> [TASK TO COMPLETE]: Please arrange the stretch of the entries from their start through the line containing "239,363,336,566" as a JSON list of strings, one string per line, with blank lines left out. Leave the pictures out of your answer.

> [EXERCISE INPUTS]:
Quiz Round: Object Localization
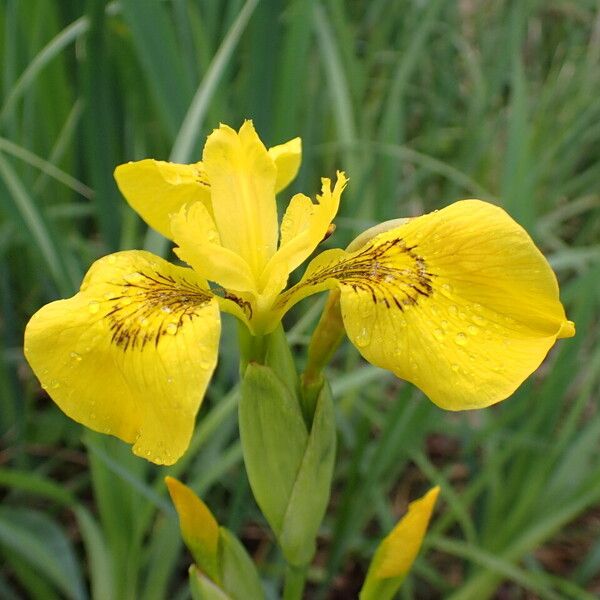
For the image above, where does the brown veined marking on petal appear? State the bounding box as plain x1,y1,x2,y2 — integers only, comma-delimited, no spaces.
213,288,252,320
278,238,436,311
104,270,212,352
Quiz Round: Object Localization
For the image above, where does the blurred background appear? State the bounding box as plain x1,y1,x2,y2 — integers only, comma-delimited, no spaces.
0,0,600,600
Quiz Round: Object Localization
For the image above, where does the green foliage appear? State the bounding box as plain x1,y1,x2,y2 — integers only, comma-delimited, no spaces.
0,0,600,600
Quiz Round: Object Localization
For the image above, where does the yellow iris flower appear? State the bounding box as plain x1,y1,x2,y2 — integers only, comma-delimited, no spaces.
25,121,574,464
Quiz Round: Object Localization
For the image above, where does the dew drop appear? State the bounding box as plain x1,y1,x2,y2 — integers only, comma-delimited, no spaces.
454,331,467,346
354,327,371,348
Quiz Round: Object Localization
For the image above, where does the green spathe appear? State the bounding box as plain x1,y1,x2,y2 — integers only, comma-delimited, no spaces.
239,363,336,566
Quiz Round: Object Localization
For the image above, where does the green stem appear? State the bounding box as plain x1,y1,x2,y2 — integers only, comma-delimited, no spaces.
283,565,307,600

> [SOLUTION]:
[
  "Quiz Round: Object Localization",
  "For the image above, where does the brown veined marking on petal appear? State the bounding box as plain x1,y1,x2,y2 — integers only, comma-delimited, no spaces.",
  "213,288,252,320",
  "278,238,436,311",
  "104,270,212,352",
  "Quiz Round: Object Localization",
  "For the image above, where does the blurred background appear? State the bounding box as plain x1,y1,x2,y2 — integers only, comma-delimited, no spaces.",
  "0,0,600,600",
  "Quiz Round: Object Localization",
  "For the image above, where does the green foliage appear? State the bounding box as plain x1,y1,x2,y2 — integers only, comma-delimited, no spaces.",
  "0,0,600,600",
  "Quiz Round: Object Localization",
  "For the image above, where does the yellow iris flower appear? State the bounding box as plain x1,y1,x2,y2 — integers only, comma-delimited, no spaces.",
  "25,121,574,464",
  "Quiz Round: Object Localization",
  "For the image above, where does the dew drop appear? State the bounding box as plain x1,y1,x2,y2 — integers only, comma-delimited, no spaces.",
  "454,331,467,346",
  "354,327,371,348",
  "Quiz Round: Object Localization",
  "For the image above, where does the green spathe appear? State the bounding box as plain x1,y1,x2,y2 — integers only, comma-delimited, no spaces.",
  "239,363,336,566"
]